▸ **Elenco dei compiti**:
1. Indica se ciascuna affermazione concorda con il testo sulla confisca dei beni ai corrotti, rispondendo sì o no e citando le parole del testo che lo stabiliscono: (a) alla Camera il testo è stato votato l'11 novembre 2015; (b) al Senato il peculato è rimasto tra i reati; (c) il governo e la maggioranza Pd si sono aperti alle proposte di Alternativa Popolare.
2. Elenca tutte le organizzazioni che il testo sulla confisca dei beni ai corrotti nomina come parte della rete di realtà sociali che ha promosso la legge di iniziativa popolare.

All’atto pratico, questo elemento introdotto nel Codice significa che d’ora in avanti sarà possibile sequestrare e poi confiscare, con la prospettiva di un riutilizzo sociale, non più soltanto i beni dei mafiosi, ma anche quelli dei corrotti, dei corruttori, dei concussori, di tutti i soggetti che appartengono al mondo dei cosiddetti “colletti bianchi”.

Alla Camera, dove il testo è stato votato l’11 novembre 2015, tra i reati figurava anche il peculato, ma al Senato è scomparso nel tentativo di raccogliere maggiore consenso intorno al testo, finora però senza successo. Nello specifico, dai banchi di Alternativa Popolare, da sempre contro il “doppio binario”, si era proposto di inserire norme per rendere più facili i ricorsi in Cassazione anche per i mafiosi, sia per vizi di legittimità che di motivazione, così come un un sistema più rigido per le misure preventive. Finora, però, dal governo e dalla maggioranza Pd non è arrivata nessuna apertura in questa direzione.

La legge di iniziativa popolare, lanciata da Io riattivo il lavoro e sostenuta da una grande quantità di firme, è stata promossa negli scorsi anni da una rete di realtà sociali che va dalla Cgil a Libera, passando per organizzazioni come Arci, Acli, Legambiente e Avviso pubblico. Oltre al “doppio binario” anche per corruttori, corrotti e concussori, «ci sono diversi altri elementi innovativi interessanti», ricorda Vannucci. «Per esempio – spiega – in virtù anche delle problematiche di alcune inchieste giudiziarie che ci sono state nella gestione dei beni dei mafiosi, è prevista una profonda riforma dei meccanismi di assegnazione della gestione dei beni agli amministratori giudiziari, nella quale si assicura una maggiore trasparenza e una maggiore correttezza. Sono previste forme di rotazione nell’assegnazione degli incarichi e l’istituzione di albi che in qualche modo certificano la qualità delle prestazioni di questi amministratori».

▸ **Dati mostrati**:

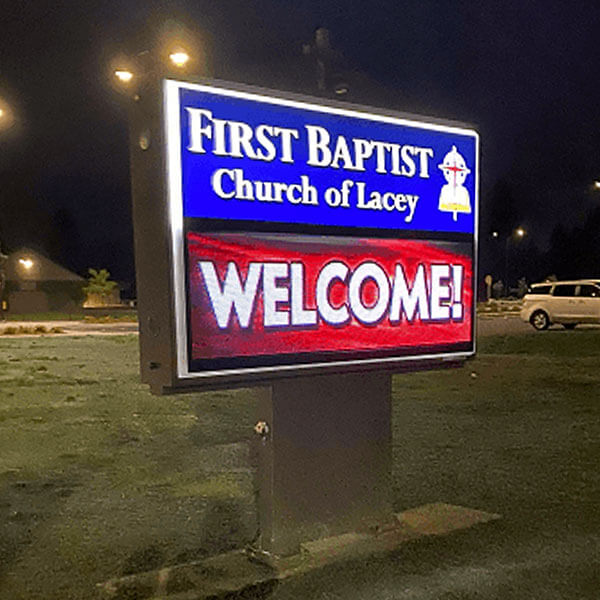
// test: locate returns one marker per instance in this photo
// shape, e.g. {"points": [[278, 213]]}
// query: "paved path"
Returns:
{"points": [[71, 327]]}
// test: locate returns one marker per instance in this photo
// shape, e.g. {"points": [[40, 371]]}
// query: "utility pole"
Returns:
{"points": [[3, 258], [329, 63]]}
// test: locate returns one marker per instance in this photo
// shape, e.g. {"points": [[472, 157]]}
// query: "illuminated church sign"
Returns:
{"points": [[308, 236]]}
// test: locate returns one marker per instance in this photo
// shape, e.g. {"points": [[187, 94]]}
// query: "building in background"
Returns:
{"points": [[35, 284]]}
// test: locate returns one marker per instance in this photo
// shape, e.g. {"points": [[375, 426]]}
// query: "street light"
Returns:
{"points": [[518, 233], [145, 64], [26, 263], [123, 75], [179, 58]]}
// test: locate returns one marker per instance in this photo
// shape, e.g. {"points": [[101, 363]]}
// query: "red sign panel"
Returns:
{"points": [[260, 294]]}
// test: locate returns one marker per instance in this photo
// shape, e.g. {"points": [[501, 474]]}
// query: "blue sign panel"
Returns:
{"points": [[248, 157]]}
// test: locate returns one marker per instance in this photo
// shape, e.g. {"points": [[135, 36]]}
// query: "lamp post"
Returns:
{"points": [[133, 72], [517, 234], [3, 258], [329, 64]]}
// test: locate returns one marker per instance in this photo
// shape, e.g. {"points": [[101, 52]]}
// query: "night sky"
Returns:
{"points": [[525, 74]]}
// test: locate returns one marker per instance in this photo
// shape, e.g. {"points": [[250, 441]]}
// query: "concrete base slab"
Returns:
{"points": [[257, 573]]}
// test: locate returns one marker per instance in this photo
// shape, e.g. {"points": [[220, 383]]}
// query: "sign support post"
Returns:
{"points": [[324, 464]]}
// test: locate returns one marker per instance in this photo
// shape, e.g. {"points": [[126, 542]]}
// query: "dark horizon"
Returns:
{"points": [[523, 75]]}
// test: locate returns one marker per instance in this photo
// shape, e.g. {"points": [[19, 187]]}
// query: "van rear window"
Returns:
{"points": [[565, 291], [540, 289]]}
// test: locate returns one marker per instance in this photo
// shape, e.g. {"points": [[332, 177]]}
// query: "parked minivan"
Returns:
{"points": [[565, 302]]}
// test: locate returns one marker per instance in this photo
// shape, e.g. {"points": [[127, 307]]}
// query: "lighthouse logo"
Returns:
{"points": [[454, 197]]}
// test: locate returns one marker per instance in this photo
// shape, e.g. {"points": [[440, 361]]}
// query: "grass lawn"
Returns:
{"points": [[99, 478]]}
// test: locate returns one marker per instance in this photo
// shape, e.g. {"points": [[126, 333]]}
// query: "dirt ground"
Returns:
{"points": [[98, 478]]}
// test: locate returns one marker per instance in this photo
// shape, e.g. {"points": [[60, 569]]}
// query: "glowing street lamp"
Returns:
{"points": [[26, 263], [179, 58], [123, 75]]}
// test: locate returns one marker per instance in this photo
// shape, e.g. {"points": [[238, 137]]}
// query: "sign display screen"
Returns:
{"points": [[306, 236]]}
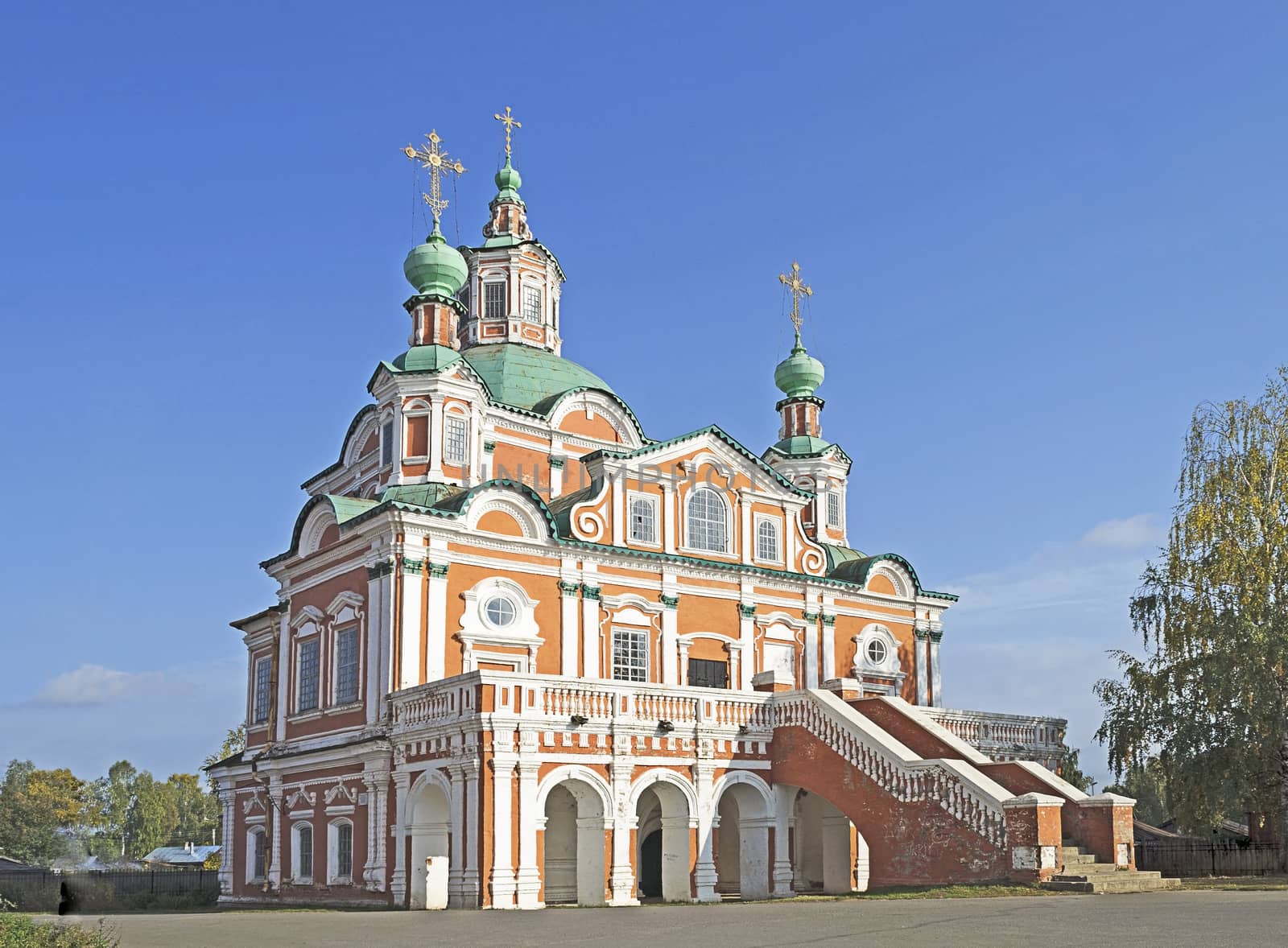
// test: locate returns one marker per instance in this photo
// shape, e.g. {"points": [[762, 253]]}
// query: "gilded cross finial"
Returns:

▸ **Risposte ai compiti**:
1.
(a) Sì: "Alla Camera, dove il testo è stato votato l’11 novembre 2015".
(b) No: "ma al Senato è scomparso".
(c) No: "dal governo e dalla maggioranza Pd non è arrivata nessuna apertura in questa direzione".

2. Cgil, Libera, Arci, Acli, Legambiente, Avviso pubblico